**Seçilmiş metin:**
▬▬▬▬▬▬

Veysel Karani hazretleri gibi,mana aleminde aşık olduğuna yanmaktır çöller dolusu...
Kapısının eşiğine gidip de anne sözünü çiğnemeden seller gibi ağlayıp,hıçkırıklarla kumlarda güller bitirmektir...
Hane-i saadete geldiği anda huş-u cüruş ile : ''Burada Rahman'ın kokusu var'' demektir,uzaktan en yakınca sevmek...
Onu gören gözü,göz yaşından ileri,gönülden öpmektir, kokusunu içe çeke çeke ve sonra Hırka-i şerifini hediye göndermektir ardı sıra...

▬▬▬▬▬▬

**İstenen görev 1:**
Aşağıdaki kayıtlarda "blonde" sözcüğünü içeren her satırı seçip kopyalayın.

▬▬▬▬▬▬

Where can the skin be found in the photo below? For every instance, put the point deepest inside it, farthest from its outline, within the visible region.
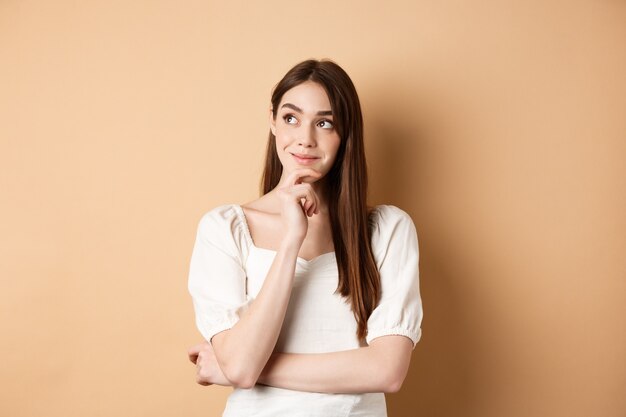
(243, 355)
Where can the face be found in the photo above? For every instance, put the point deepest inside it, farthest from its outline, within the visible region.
(305, 133)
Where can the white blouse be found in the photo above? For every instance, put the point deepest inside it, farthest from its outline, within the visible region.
(227, 271)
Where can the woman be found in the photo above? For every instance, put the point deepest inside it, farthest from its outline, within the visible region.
(308, 300)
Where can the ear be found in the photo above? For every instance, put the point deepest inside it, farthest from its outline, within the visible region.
(272, 122)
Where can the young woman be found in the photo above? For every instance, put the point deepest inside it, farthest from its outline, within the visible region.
(308, 299)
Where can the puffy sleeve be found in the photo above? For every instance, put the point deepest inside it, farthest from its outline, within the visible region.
(396, 251)
(217, 278)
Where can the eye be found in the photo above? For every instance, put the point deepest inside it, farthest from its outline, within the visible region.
(290, 119)
(325, 124)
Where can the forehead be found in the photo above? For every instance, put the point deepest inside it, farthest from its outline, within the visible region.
(309, 96)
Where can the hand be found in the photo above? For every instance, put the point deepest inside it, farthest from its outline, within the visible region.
(299, 200)
(207, 369)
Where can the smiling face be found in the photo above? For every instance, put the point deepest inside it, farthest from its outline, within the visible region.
(303, 126)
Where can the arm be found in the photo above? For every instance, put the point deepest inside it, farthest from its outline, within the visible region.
(379, 367)
(243, 350)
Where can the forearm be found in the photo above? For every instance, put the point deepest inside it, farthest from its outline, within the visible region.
(367, 369)
(243, 350)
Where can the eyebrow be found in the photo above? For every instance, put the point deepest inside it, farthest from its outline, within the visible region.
(299, 110)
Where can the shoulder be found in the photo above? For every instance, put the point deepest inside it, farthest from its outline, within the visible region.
(223, 226)
(219, 216)
(385, 216)
(392, 230)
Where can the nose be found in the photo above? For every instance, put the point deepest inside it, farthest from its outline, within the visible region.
(307, 137)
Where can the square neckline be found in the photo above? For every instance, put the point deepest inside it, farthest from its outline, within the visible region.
(244, 221)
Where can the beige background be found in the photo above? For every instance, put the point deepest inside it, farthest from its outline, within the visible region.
(499, 126)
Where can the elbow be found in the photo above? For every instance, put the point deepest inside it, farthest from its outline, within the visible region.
(393, 380)
(240, 377)
(393, 385)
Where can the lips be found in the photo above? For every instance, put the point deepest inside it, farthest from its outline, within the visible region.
(304, 156)
(304, 159)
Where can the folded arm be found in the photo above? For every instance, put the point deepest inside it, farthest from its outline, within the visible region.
(379, 367)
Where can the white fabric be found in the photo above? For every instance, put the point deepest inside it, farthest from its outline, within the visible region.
(227, 271)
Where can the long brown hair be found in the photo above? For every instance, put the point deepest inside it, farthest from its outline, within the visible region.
(359, 279)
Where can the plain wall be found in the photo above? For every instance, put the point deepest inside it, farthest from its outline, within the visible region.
(499, 126)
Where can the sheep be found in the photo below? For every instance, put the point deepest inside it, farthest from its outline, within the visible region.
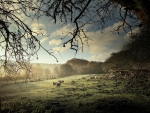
(58, 84)
(83, 77)
(96, 77)
(54, 83)
(92, 77)
(61, 81)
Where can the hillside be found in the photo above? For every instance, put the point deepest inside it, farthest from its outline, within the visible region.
(49, 66)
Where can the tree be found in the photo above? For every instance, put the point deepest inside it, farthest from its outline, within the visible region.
(138, 46)
(47, 73)
(56, 70)
(37, 71)
(20, 42)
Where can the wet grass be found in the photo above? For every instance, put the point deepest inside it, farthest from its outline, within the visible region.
(76, 95)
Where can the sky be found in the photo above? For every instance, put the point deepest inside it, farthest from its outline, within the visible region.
(99, 48)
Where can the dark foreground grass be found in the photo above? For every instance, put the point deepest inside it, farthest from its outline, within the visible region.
(104, 105)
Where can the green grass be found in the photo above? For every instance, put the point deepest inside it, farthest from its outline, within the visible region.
(76, 95)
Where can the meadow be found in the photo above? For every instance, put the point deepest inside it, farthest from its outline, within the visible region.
(78, 94)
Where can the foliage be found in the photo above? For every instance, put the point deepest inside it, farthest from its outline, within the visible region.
(81, 97)
(20, 43)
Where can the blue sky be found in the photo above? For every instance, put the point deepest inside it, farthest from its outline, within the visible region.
(98, 49)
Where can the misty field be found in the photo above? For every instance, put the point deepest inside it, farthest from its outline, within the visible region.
(78, 94)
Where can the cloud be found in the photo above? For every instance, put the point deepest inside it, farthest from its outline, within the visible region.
(103, 44)
(62, 31)
(100, 57)
(38, 28)
(61, 49)
(126, 37)
(43, 39)
(55, 42)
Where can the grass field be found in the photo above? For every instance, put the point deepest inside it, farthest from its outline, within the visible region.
(75, 95)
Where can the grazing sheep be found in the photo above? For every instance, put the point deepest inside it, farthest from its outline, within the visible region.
(61, 81)
(96, 77)
(54, 83)
(92, 77)
(58, 84)
(83, 77)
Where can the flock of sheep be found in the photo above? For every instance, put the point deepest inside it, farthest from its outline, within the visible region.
(58, 84)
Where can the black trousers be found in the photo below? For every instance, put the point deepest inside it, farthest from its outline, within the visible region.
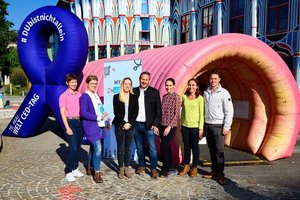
(165, 147)
(124, 142)
(215, 142)
(190, 138)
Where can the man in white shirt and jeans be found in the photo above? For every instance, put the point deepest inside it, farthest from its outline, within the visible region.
(218, 119)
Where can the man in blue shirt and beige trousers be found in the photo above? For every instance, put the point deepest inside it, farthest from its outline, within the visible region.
(218, 119)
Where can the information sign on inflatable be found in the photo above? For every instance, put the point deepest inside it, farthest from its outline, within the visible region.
(47, 77)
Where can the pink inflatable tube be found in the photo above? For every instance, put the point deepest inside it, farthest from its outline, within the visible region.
(252, 72)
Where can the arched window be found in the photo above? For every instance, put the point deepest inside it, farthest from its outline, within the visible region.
(237, 9)
(207, 21)
(277, 16)
(145, 9)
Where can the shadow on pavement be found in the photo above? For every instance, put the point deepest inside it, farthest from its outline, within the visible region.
(53, 126)
(240, 192)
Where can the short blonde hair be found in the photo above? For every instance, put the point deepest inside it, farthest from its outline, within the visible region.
(122, 94)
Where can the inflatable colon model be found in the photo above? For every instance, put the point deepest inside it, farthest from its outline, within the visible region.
(264, 92)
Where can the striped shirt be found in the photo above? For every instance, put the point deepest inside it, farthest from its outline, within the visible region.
(170, 109)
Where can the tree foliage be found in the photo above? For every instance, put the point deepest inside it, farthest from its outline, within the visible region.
(18, 77)
(6, 36)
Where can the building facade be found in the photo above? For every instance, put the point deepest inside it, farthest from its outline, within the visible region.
(118, 27)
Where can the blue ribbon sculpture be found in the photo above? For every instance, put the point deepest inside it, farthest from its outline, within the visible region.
(47, 77)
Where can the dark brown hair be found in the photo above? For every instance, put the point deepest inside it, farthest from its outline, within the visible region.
(91, 78)
(170, 79)
(197, 93)
(145, 73)
(70, 77)
(215, 71)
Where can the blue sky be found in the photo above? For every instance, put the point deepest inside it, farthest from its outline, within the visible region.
(18, 10)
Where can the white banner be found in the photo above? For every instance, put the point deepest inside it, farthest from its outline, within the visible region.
(114, 73)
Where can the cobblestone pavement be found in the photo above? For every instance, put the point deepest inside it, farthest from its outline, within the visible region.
(33, 168)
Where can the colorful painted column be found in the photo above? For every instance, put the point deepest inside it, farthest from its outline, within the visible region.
(108, 23)
(122, 15)
(296, 61)
(166, 23)
(219, 5)
(254, 18)
(96, 26)
(137, 21)
(193, 22)
(151, 5)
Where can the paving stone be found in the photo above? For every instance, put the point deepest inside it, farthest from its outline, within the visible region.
(33, 168)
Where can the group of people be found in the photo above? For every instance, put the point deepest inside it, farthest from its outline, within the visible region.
(141, 116)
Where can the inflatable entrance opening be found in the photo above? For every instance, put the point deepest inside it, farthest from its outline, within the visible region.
(263, 90)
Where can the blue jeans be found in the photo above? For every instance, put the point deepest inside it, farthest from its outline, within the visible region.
(139, 135)
(124, 141)
(190, 138)
(94, 156)
(215, 142)
(74, 142)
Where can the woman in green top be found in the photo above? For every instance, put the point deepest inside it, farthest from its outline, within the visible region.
(192, 120)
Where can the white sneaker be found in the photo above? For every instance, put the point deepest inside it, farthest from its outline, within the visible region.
(69, 177)
(77, 173)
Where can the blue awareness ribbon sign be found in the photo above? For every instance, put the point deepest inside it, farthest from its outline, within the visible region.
(47, 77)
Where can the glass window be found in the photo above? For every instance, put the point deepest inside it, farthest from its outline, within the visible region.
(277, 16)
(145, 24)
(145, 32)
(207, 21)
(237, 9)
(145, 7)
(185, 21)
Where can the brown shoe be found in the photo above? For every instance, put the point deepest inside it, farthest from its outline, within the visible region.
(121, 173)
(140, 170)
(97, 177)
(221, 180)
(194, 172)
(127, 172)
(90, 171)
(154, 173)
(185, 170)
(210, 175)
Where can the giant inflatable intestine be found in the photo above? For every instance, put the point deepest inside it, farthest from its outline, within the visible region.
(47, 77)
(265, 94)
(253, 73)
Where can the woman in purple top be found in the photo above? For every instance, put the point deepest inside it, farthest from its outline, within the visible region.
(168, 124)
(69, 110)
(92, 116)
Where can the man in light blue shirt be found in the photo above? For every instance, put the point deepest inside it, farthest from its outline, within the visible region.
(217, 122)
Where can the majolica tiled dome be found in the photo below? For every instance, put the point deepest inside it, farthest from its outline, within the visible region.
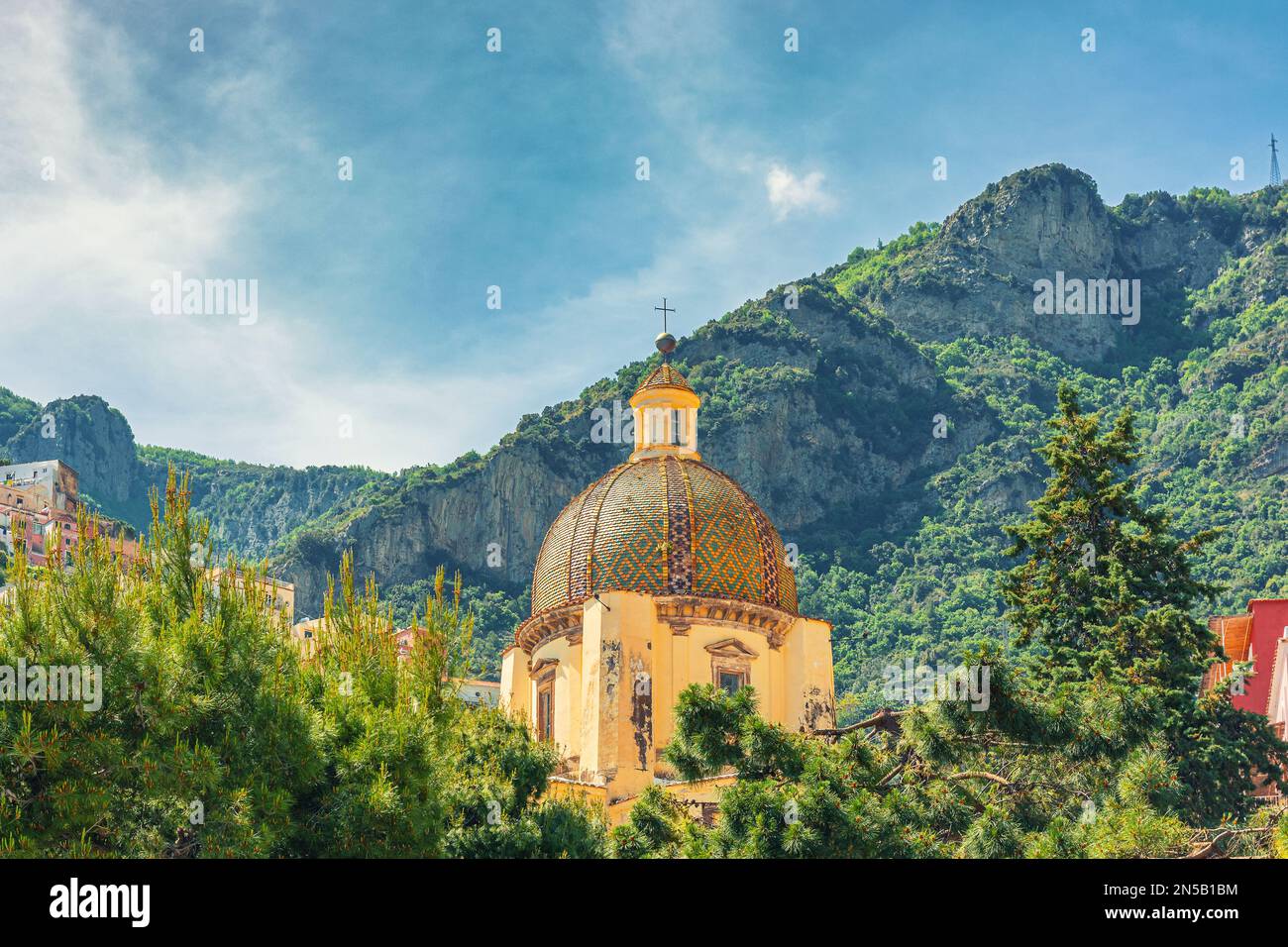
(664, 526)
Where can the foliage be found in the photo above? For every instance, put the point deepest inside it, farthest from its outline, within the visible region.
(1091, 742)
(217, 738)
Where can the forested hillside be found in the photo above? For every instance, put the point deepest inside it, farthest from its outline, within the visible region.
(824, 398)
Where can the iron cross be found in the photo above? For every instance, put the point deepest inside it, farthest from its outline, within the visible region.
(662, 309)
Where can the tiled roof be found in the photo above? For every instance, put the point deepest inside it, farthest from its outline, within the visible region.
(1234, 633)
(664, 526)
(665, 376)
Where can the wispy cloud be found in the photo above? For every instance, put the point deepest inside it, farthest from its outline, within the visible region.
(790, 193)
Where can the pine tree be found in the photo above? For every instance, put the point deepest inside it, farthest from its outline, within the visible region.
(1107, 589)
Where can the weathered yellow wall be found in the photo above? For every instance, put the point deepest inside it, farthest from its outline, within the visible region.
(616, 689)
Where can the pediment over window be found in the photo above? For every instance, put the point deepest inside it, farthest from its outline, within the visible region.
(730, 647)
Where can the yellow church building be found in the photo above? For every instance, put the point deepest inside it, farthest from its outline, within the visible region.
(660, 575)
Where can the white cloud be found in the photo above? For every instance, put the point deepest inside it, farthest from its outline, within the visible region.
(789, 193)
(81, 252)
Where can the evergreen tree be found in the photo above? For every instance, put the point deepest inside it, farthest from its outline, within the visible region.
(1108, 592)
(215, 738)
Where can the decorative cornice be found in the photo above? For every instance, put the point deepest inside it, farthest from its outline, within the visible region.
(550, 624)
(687, 609)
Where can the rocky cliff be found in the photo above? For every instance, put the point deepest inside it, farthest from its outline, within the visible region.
(884, 412)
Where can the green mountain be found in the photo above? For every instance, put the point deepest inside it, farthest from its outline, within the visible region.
(884, 412)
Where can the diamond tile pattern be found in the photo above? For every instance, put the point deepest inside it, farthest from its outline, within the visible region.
(662, 526)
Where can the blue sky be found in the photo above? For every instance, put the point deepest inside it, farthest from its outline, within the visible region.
(518, 169)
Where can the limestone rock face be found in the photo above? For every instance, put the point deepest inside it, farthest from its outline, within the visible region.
(841, 414)
(90, 436)
(977, 275)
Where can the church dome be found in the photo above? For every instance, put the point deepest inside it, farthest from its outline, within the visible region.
(664, 526)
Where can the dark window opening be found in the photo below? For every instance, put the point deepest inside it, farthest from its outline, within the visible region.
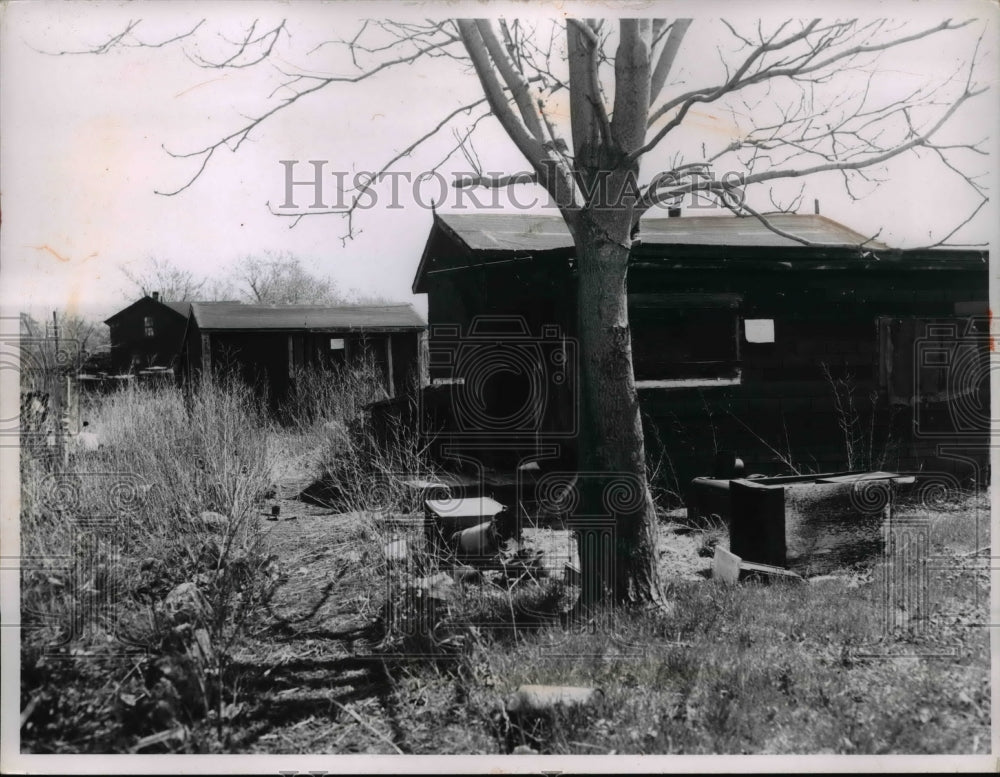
(684, 339)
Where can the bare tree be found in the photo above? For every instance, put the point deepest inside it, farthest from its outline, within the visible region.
(172, 283)
(282, 280)
(801, 94)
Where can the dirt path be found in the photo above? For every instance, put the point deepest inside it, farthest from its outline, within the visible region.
(310, 684)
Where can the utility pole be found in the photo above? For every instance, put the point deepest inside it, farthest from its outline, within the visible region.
(55, 387)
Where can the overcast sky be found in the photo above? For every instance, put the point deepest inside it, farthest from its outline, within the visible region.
(83, 141)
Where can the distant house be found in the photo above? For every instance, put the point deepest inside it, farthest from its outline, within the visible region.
(147, 333)
(265, 344)
(739, 337)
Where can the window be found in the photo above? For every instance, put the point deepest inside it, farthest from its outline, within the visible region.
(685, 340)
(759, 330)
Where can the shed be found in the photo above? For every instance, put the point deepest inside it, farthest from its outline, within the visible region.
(743, 339)
(265, 344)
(147, 333)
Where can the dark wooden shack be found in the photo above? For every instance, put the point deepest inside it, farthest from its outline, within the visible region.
(820, 357)
(266, 344)
(147, 333)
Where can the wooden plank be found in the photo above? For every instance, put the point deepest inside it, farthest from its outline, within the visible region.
(757, 522)
(725, 566)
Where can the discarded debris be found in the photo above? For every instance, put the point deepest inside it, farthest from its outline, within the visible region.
(530, 713)
(397, 551)
(211, 520)
(730, 569)
(479, 540)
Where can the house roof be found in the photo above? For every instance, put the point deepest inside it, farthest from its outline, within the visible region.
(526, 232)
(180, 307)
(305, 317)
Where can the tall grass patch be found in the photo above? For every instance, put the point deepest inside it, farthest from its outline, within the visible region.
(147, 556)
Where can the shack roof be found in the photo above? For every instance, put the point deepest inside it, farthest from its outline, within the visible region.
(526, 232)
(465, 240)
(232, 316)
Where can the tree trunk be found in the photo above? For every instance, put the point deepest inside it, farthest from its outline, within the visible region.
(620, 562)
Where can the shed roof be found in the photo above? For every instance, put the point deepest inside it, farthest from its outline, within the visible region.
(305, 317)
(528, 232)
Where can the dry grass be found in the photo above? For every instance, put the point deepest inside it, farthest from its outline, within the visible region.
(322, 644)
(111, 535)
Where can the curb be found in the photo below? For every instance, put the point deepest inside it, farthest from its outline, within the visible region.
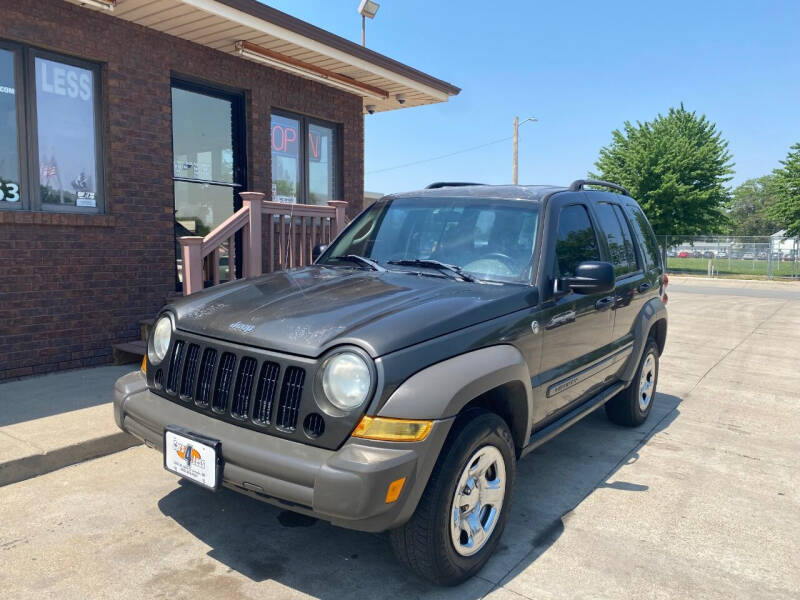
(33, 465)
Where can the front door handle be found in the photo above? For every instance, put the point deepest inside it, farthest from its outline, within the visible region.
(604, 303)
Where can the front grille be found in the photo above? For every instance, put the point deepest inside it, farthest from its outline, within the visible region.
(252, 388)
(206, 377)
(265, 394)
(224, 379)
(290, 398)
(187, 381)
(244, 387)
(175, 367)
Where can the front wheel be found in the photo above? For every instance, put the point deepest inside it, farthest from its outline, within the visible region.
(462, 513)
(632, 405)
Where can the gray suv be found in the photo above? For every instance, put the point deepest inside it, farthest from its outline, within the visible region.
(394, 384)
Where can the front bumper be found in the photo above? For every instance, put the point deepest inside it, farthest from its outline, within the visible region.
(346, 487)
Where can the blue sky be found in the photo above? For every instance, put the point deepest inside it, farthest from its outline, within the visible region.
(581, 68)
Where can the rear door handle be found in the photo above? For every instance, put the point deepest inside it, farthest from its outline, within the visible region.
(604, 303)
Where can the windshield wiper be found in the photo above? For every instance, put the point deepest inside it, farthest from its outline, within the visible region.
(453, 270)
(364, 262)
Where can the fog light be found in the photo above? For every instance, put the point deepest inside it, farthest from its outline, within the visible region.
(394, 489)
(392, 430)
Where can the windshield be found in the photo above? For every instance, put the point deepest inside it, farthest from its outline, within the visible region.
(489, 239)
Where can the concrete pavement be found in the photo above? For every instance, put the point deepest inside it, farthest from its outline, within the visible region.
(55, 420)
(700, 502)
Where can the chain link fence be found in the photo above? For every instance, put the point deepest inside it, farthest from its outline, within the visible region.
(770, 257)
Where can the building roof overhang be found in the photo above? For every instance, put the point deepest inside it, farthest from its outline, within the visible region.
(260, 33)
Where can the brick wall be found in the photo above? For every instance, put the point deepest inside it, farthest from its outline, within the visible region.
(71, 285)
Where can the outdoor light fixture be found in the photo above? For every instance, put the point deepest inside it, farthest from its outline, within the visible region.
(106, 4)
(304, 69)
(367, 8)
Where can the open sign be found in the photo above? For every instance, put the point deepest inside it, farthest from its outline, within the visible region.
(284, 142)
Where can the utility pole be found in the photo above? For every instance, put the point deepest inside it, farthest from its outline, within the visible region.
(515, 158)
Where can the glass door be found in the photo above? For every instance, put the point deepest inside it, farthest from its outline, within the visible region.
(208, 165)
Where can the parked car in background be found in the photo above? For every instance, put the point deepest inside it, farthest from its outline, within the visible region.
(442, 336)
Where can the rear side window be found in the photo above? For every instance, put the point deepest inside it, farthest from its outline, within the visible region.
(577, 241)
(627, 238)
(647, 239)
(620, 243)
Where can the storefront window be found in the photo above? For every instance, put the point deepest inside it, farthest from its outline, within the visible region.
(9, 140)
(285, 159)
(65, 117)
(321, 176)
(304, 160)
(202, 136)
(50, 136)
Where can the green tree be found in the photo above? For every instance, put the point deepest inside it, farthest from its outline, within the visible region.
(786, 208)
(676, 167)
(750, 207)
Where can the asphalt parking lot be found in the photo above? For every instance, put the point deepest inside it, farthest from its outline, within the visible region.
(700, 502)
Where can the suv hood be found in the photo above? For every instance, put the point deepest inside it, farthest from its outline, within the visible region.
(306, 311)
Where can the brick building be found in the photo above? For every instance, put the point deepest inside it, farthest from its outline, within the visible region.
(125, 123)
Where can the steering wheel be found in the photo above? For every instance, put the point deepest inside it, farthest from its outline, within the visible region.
(504, 258)
(494, 260)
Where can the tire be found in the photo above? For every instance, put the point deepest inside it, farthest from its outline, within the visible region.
(425, 543)
(632, 405)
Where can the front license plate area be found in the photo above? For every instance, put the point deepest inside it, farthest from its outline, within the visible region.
(193, 457)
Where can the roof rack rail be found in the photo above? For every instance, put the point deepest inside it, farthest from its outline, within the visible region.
(441, 184)
(579, 184)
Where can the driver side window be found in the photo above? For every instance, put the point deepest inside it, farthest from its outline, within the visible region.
(577, 240)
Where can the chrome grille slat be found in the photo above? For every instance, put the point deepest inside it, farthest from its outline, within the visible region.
(248, 387)
(289, 404)
(206, 377)
(227, 362)
(244, 388)
(265, 393)
(175, 367)
(189, 371)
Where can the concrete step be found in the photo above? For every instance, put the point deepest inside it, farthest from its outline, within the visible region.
(129, 352)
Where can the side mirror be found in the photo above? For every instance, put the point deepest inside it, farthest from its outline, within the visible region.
(317, 250)
(591, 277)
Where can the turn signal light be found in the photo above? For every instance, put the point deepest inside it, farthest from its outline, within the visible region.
(392, 430)
(394, 489)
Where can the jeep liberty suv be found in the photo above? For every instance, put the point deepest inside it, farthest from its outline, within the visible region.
(393, 384)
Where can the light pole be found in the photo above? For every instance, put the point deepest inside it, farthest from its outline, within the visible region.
(367, 8)
(515, 166)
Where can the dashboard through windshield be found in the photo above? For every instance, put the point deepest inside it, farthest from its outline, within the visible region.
(489, 239)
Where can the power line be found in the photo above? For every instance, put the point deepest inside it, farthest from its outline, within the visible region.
(425, 160)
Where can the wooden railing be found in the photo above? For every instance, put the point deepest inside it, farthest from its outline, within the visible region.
(292, 231)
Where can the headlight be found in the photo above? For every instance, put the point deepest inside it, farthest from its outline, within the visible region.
(346, 380)
(162, 334)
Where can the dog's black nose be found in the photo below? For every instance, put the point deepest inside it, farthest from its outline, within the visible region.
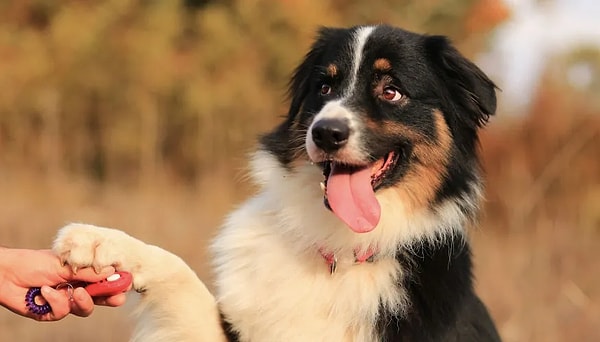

▬▬▬▬▬▬

**İstenen görev 2:**
Yukarıdaki seçilmiş metni iki cümleyle özetleyin.

**Tam çözüm 1:**
Where can the short blonde hair be found in the photo above? For every instance, put the point deepest inside it, farthest from its outline, within the visible region.

**Tam çözüm 2:**
Uzaktan en yakınca sevmek, Veysel Karani hazretleri gibi mana aleminde aşık olunana yanmak ve anne sözünü çiğnemeden kapısının eşiğine gidip seller gibi ağlamak olarak anlatılır. Bu sevgi, "Burada Rahman'ın kokusu var" demeyi, onu gören gözü gönülden öpmeyi ve ardı sıra Hırka-i şerifini hediye göndermeyi de içerir.